▶ _Request_
Starting with the line containing "Each instance of the hood" and going on through the end of the listing, write those lines out again with "football" swapped for "soccer ball" and everything else left unchanged.

[Items from a dataset]
▼▼▼
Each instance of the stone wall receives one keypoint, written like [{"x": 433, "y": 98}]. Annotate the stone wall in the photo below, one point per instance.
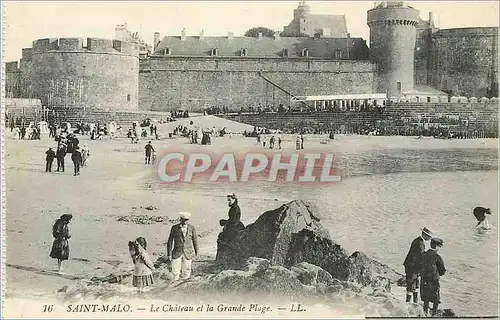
[
  {"x": 464, "y": 61},
  {"x": 65, "y": 72},
  {"x": 476, "y": 116},
  {"x": 392, "y": 44},
  {"x": 195, "y": 83}
]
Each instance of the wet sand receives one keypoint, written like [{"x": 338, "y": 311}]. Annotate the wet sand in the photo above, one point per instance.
[{"x": 117, "y": 183}]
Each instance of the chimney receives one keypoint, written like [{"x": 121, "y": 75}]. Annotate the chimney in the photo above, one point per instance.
[
  {"x": 431, "y": 20},
  {"x": 156, "y": 40}
]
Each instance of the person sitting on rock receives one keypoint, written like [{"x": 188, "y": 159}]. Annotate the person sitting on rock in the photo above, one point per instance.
[
  {"x": 432, "y": 269},
  {"x": 182, "y": 247},
  {"x": 231, "y": 226},
  {"x": 413, "y": 264}
]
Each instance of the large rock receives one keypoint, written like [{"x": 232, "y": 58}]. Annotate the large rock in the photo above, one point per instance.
[
  {"x": 285, "y": 236},
  {"x": 362, "y": 269}
]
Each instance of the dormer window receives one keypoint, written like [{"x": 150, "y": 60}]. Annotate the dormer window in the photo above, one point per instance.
[{"x": 338, "y": 54}]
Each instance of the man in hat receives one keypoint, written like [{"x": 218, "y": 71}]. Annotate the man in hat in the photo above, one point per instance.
[
  {"x": 49, "y": 159},
  {"x": 182, "y": 247},
  {"x": 61, "y": 153},
  {"x": 413, "y": 264},
  {"x": 432, "y": 269},
  {"x": 231, "y": 226},
  {"x": 148, "y": 149}
]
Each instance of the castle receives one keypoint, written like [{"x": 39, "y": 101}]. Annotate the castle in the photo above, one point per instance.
[{"x": 315, "y": 55}]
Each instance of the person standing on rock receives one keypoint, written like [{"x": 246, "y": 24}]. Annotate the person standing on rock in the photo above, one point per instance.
[
  {"x": 432, "y": 269},
  {"x": 231, "y": 226},
  {"x": 413, "y": 263},
  {"x": 60, "y": 246},
  {"x": 148, "y": 150},
  {"x": 182, "y": 247},
  {"x": 234, "y": 214}
]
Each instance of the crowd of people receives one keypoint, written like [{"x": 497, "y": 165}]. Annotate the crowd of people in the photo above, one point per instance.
[
  {"x": 182, "y": 245},
  {"x": 67, "y": 143},
  {"x": 423, "y": 267},
  {"x": 299, "y": 108}
]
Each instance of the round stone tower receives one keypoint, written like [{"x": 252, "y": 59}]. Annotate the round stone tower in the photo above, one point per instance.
[
  {"x": 392, "y": 45},
  {"x": 302, "y": 10},
  {"x": 75, "y": 72}
]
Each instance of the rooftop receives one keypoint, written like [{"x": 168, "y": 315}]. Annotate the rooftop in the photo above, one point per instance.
[{"x": 228, "y": 46}]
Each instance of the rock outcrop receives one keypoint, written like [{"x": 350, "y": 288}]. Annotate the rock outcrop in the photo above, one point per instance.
[
  {"x": 289, "y": 234},
  {"x": 292, "y": 234},
  {"x": 361, "y": 269}
]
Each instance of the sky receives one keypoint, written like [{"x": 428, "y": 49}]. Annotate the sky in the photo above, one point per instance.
[{"x": 25, "y": 21}]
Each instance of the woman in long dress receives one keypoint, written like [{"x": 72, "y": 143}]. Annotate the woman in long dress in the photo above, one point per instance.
[
  {"x": 60, "y": 246},
  {"x": 143, "y": 266}
]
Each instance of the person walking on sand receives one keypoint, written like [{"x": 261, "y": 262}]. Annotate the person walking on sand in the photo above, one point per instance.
[
  {"x": 413, "y": 263},
  {"x": 85, "y": 155},
  {"x": 182, "y": 247},
  {"x": 60, "y": 246},
  {"x": 143, "y": 266},
  {"x": 148, "y": 149},
  {"x": 432, "y": 268},
  {"x": 49, "y": 159},
  {"x": 76, "y": 157}
]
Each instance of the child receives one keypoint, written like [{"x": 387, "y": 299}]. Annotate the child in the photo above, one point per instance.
[
  {"x": 143, "y": 266},
  {"x": 432, "y": 269},
  {"x": 480, "y": 214}
]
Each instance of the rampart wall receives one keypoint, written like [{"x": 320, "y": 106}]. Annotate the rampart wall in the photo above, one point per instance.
[
  {"x": 464, "y": 116},
  {"x": 99, "y": 73},
  {"x": 464, "y": 61},
  {"x": 195, "y": 83}
]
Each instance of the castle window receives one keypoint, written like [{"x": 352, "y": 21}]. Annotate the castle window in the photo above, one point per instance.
[{"x": 338, "y": 54}]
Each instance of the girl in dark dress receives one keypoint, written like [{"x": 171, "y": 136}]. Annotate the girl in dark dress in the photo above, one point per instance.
[{"x": 60, "y": 247}]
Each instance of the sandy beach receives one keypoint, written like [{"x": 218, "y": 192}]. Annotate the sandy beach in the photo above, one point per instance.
[{"x": 109, "y": 199}]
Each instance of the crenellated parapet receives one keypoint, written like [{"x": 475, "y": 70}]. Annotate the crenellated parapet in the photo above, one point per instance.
[
  {"x": 90, "y": 45},
  {"x": 394, "y": 22}
]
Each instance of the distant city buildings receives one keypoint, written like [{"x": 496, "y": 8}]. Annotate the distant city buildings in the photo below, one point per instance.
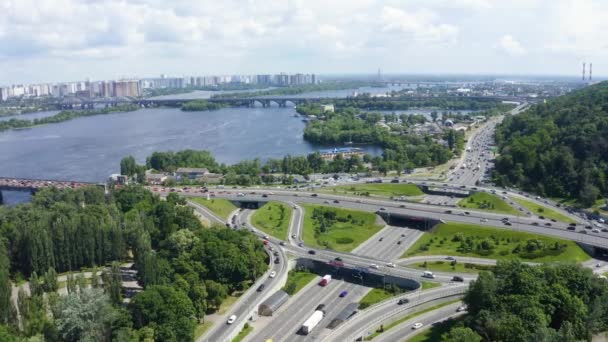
[{"x": 136, "y": 87}]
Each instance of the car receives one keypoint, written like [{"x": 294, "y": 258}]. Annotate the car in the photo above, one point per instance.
[{"x": 403, "y": 301}]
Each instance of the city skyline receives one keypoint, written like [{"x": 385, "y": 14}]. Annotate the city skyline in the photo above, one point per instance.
[{"x": 49, "y": 42}]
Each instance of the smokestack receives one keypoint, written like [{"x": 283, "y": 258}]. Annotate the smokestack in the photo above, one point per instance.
[{"x": 584, "y": 64}]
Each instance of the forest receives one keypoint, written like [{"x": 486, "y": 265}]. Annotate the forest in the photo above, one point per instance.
[
  {"x": 186, "y": 270},
  {"x": 518, "y": 302},
  {"x": 558, "y": 148}
]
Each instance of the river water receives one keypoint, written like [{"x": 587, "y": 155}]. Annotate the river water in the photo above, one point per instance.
[{"x": 90, "y": 148}]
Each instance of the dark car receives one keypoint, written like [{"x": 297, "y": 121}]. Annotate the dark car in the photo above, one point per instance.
[{"x": 403, "y": 301}]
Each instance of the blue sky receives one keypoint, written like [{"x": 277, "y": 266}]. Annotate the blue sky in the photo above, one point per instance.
[{"x": 56, "y": 40}]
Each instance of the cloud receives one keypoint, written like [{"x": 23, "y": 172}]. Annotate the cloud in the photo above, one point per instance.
[{"x": 512, "y": 46}]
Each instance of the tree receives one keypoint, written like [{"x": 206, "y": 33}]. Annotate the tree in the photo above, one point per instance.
[
  {"x": 128, "y": 166},
  {"x": 167, "y": 308},
  {"x": 460, "y": 334}
]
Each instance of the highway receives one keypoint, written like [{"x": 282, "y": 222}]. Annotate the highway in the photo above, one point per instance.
[{"x": 404, "y": 331}]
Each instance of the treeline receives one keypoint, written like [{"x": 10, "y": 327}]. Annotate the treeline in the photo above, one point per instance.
[
  {"x": 201, "y": 105},
  {"x": 186, "y": 270},
  {"x": 63, "y": 116},
  {"x": 517, "y": 302},
  {"x": 558, "y": 149}
]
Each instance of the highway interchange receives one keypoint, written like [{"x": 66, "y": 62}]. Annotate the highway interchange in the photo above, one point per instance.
[{"x": 381, "y": 249}]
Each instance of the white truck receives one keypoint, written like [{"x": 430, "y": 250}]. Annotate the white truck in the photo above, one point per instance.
[{"x": 312, "y": 322}]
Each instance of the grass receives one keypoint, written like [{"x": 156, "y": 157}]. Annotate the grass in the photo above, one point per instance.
[
  {"x": 488, "y": 202},
  {"x": 494, "y": 243},
  {"x": 296, "y": 280},
  {"x": 435, "y": 331},
  {"x": 542, "y": 210},
  {"x": 246, "y": 330},
  {"x": 273, "y": 219},
  {"x": 427, "y": 285},
  {"x": 201, "y": 329},
  {"x": 378, "y": 189},
  {"x": 446, "y": 266},
  {"x": 376, "y": 295},
  {"x": 345, "y": 229},
  {"x": 219, "y": 206},
  {"x": 410, "y": 316}
]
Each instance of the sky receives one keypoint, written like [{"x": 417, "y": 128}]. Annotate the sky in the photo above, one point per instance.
[{"x": 63, "y": 40}]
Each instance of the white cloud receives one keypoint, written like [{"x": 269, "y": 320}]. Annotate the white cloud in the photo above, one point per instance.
[{"x": 512, "y": 46}]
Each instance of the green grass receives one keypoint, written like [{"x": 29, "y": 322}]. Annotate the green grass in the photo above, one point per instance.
[
  {"x": 377, "y": 189},
  {"x": 201, "y": 329},
  {"x": 349, "y": 229},
  {"x": 246, "y": 330},
  {"x": 445, "y": 266},
  {"x": 435, "y": 331},
  {"x": 427, "y": 285},
  {"x": 542, "y": 210},
  {"x": 488, "y": 202},
  {"x": 273, "y": 219},
  {"x": 296, "y": 280},
  {"x": 410, "y": 316},
  {"x": 219, "y": 206},
  {"x": 376, "y": 295},
  {"x": 442, "y": 241}
]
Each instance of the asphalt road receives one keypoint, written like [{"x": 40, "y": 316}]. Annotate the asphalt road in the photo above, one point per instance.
[
  {"x": 404, "y": 330},
  {"x": 285, "y": 324}
]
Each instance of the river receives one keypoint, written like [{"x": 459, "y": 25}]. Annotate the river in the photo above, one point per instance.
[{"x": 90, "y": 148}]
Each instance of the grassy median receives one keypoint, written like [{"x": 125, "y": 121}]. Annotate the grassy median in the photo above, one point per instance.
[
  {"x": 337, "y": 228},
  {"x": 541, "y": 210},
  {"x": 494, "y": 243},
  {"x": 219, "y": 206},
  {"x": 488, "y": 202},
  {"x": 377, "y": 189},
  {"x": 273, "y": 219}
]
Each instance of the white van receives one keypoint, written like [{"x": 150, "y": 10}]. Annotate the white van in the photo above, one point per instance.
[{"x": 428, "y": 274}]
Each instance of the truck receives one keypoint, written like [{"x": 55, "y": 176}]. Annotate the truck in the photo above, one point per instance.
[
  {"x": 325, "y": 280},
  {"x": 312, "y": 322}
]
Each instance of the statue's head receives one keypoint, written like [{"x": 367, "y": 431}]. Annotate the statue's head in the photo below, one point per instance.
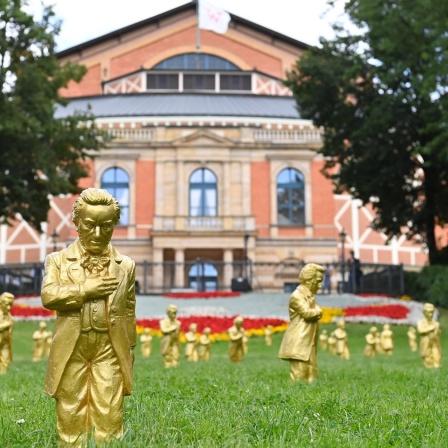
[{"x": 95, "y": 213}]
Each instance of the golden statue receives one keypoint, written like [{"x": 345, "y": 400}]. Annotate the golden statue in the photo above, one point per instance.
[
  {"x": 299, "y": 344},
  {"x": 204, "y": 345},
  {"x": 412, "y": 338},
  {"x": 146, "y": 343},
  {"x": 323, "y": 339},
  {"x": 340, "y": 334},
  {"x": 268, "y": 335},
  {"x": 169, "y": 345},
  {"x": 387, "y": 340},
  {"x": 40, "y": 342},
  {"x": 92, "y": 288},
  {"x": 429, "y": 331},
  {"x": 6, "y": 324},
  {"x": 191, "y": 348},
  {"x": 332, "y": 343},
  {"x": 370, "y": 348},
  {"x": 236, "y": 345}
]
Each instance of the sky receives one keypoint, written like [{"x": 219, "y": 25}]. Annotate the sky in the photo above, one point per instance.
[{"x": 82, "y": 20}]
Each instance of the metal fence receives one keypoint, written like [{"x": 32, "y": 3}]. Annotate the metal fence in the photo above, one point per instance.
[{"x": 212, "y": 275}]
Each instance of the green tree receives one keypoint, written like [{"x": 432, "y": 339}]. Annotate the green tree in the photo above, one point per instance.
[
  {"x": 381, "y": 95},
  {"x": 39, "y": 155}
]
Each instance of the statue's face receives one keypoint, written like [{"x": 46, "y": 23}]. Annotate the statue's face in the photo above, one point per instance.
[{"x": 95, "y": 227}]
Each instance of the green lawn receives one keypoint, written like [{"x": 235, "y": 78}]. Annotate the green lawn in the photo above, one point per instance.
[{"x": 387, "y": 401}]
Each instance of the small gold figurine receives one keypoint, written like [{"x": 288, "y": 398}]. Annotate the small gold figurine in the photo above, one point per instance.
[
  {"x": 323, "y": 339},
  {"x": 191, "y": 348},
  {"x": 6, "y": 325},
  {"x": 299, "y": 344},
  {"x": 412, "y": 338},
  {"x": 204, "y": 345},
  {"x": 429, "y": 331},
  {"x": 332, "y": 343},
  {"x": 146, "y": 343},
  {"x": 40, "y": 342},
  {"x": 387, "y": 340},
  {"x": 370, "y": 348},
  {"x": 268, "y": 335},
  {"x": 92, "y": 288},
  {"x": 340, "y": 334},
  {"x": 236, "y": 345},
  {"x": 169, "y": 344}
]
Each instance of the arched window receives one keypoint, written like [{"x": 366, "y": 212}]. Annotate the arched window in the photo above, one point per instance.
[
  {"x": 116, "y": 182},
  {"x": 290, "y": 198},
  {"x": 203, "y": 193}
]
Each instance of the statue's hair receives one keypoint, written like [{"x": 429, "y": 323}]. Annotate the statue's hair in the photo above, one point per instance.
[
  {"x": 95, "y": 196},
  {"x": 309, "y": 271}
]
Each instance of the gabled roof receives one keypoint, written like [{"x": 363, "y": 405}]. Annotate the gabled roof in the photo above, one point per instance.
[{"x": 236, "y": 21}]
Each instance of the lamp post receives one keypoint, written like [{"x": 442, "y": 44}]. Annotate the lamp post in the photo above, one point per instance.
[
  {"x": 342, "y": 237},
  {"x": 54, "y": 239}
]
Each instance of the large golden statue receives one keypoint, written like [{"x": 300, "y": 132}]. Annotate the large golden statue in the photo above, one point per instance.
[
  {"x": 92, "y": 288},
  {"x": 146, "y": 343},
  {"x": 340, "y": 334},
  {"x": 429, "y": 331},
  {"x": 6, "y": 324},
  {"x": 40, "y": 342},
  {"x": 299, "y": 345},
  {"x": 412, "y": 339},
  {"x": 169, "y": 345},
  {"x": 370, "y": 348},
  {"x": 191, "y": 348},
  {"x": 204, "y": 345},
  {"x": 236, "y": 334},
  {"x": 387, "y": 340}
]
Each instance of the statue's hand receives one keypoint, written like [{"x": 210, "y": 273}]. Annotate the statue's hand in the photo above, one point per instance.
[{"x": 99, "y": 287}]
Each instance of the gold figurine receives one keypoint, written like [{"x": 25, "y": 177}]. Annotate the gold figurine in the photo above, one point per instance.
[
  {"x": 40, "y": 342},
  {"x": 6, "y": 325},
  {"x": 370, "y": 348},
  {"x": 191, "y": 349},
  {"x": 323, "y": 339},
  {"x": 169, "y": 345},
  {"x": 412, "y": 338},
  {"x": 299, "y": 345},
  {"x": 146, "y": 343},
  {"x": 340, "y": 334},
  {"x": 236, "y": 346},
  {"x": 429, "y": 331},
  {"x": 204, "y": 345},
  {"x": 92, "y": 288},
  {"x": 387, "y": 340}
]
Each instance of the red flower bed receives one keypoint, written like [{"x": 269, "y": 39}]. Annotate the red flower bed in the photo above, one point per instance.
[
  {"x": 216, "y": 324},
  {"x": 201, "y": 295},
  {"x": 391, "y": 311}
]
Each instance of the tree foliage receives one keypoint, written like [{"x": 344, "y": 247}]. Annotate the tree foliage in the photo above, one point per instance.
[
  {"x": 39, "y": 155},
  {"x": 381, "y": 95}
]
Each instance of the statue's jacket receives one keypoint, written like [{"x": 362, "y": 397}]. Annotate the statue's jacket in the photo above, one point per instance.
[
  {"x": 62, "y": 292},
  {"x": 301, "y": 336}
]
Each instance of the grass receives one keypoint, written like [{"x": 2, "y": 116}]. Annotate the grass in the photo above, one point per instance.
[{"x": 387, "y": 401}]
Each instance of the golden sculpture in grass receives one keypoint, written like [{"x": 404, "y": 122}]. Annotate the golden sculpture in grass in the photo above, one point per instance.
[
  {"x": 340, "y": 334},
  {"x": 6, "y": 326},
  {"x": 146, "y": 343},
  {"x": 91, "y": 286},
  {"x": 387, "y": 340},
  {"x": 204, "y": 349},
  {"x": 191, "y": 348},
  {"x": 370, "y": 348},
  {"x": 236, "y": 334},
  {"x": 169, "y": 344},
  {"x": 40, "y": 338},
  {"x": 299, "y": 344},
  {"x": 429, "y": 331}
]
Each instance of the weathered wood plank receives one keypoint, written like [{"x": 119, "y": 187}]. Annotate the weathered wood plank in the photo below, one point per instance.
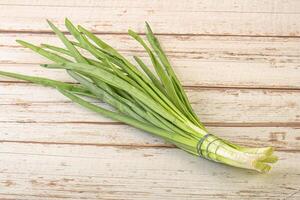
[
  {"x": 29, "y": 103},
  {"x": 198, "y": 60},
  {"x": 62, "y": 171},
  {"x": 280, "y": 18},
  {"x": 282, "y": 138}
]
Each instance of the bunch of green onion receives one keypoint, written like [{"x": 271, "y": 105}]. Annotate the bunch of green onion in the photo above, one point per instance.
[{"x": 153, "y": 102}]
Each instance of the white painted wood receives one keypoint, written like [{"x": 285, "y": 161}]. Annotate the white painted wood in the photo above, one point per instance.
[
  {"x": 51, "y": 148},
  {"x": 28, "y": 103},
  {"x": 282, "y": 138},
  {"x": 39, "y": 171},
  {"x": 198, "y": 60},
  {"x": 188, "y": 17}
]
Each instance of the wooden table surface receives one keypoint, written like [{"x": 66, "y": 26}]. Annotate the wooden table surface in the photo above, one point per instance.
[{"x": 238, "y": 60}]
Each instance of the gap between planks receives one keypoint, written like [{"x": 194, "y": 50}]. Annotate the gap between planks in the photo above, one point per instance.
[
  {"x": 45, "y": 32},
  {"x": 194, "y": 87},
  {"x": 207, "y": 124},
  {"x": 124, "y": 146}
]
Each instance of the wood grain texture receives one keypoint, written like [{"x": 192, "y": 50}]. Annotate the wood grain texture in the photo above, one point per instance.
[
  {"x": 68, "y": 172},
  {"x": 198, "y": 60},
  {"x": 238, "y": 60},
  {"x": 28, "y": 103},
  {"x": 272, "y": 18}
]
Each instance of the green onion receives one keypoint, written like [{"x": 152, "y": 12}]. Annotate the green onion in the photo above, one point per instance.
[{"x": 154, "y": 102}]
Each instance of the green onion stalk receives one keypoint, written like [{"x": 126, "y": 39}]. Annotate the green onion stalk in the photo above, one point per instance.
[{"x": 151, "y": 100}]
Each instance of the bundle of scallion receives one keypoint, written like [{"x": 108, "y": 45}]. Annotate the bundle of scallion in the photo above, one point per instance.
[{"x": 155, "y": 103}]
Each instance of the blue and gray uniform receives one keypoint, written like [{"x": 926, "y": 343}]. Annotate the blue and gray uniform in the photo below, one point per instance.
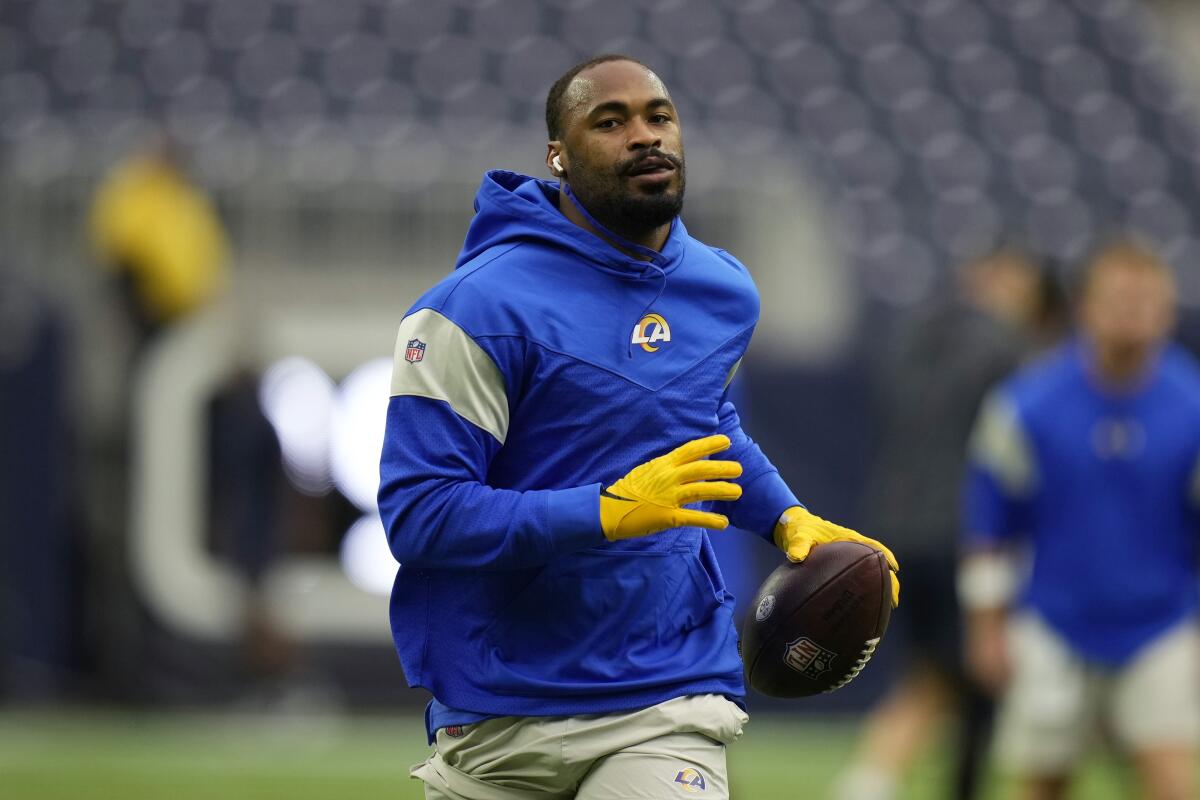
[
  {"x": 1107, "y": 488},
  {"x": 546, "y": 366}
]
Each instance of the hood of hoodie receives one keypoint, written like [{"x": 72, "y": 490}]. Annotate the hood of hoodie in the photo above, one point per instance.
[{"x": 511, "y": 208}]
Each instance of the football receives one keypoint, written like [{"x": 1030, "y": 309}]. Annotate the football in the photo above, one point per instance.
[{"x": 815, "y": 625}]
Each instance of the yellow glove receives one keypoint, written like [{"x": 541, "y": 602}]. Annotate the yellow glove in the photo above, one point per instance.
[
  {"x": 797, "y": 531},
  {"x": 652, "y": 497}
]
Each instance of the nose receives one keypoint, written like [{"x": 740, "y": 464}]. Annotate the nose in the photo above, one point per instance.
[{"x": 642, "y": 134}]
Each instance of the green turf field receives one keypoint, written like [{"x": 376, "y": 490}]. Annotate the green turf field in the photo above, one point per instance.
▲▲▲
▶ _Solution to the exercise_
Each instance of the hood of hoodie receives one keypoint, written like [{"x": 72, "y": 490}]. Annotate the hood of hoodie in the photo above, one point per instance.
[{"x": 511, "y": 208}]
Each instance of the soccer ball receives one keypoint, written like [{"x": 1030, "y": 309}]. Annotate the soccer ball in the photo above, one point per instance.
[{"x": 815, "y": 625}]
Each instance of the yellow glove receives one keypoint, written like [{"x": 541, "y": 602}]. Annotate the yellow glove in the photo above, one point per instance.
[
  {"x": 797, "y": 531},
  {"x": 652, "y": 497}
]
Each instance of the nose receives one keypoint, written like [{"x": 740, "y": 464}]. Annotate the nose in the photo above, one point per instance.
[{"x": 642, "y": 134}]
Each instance of the green turf field receives one keypoint, written like [{"x": 376, "y": 490}]. Annotate the green turf field in the photo above, one point per instance.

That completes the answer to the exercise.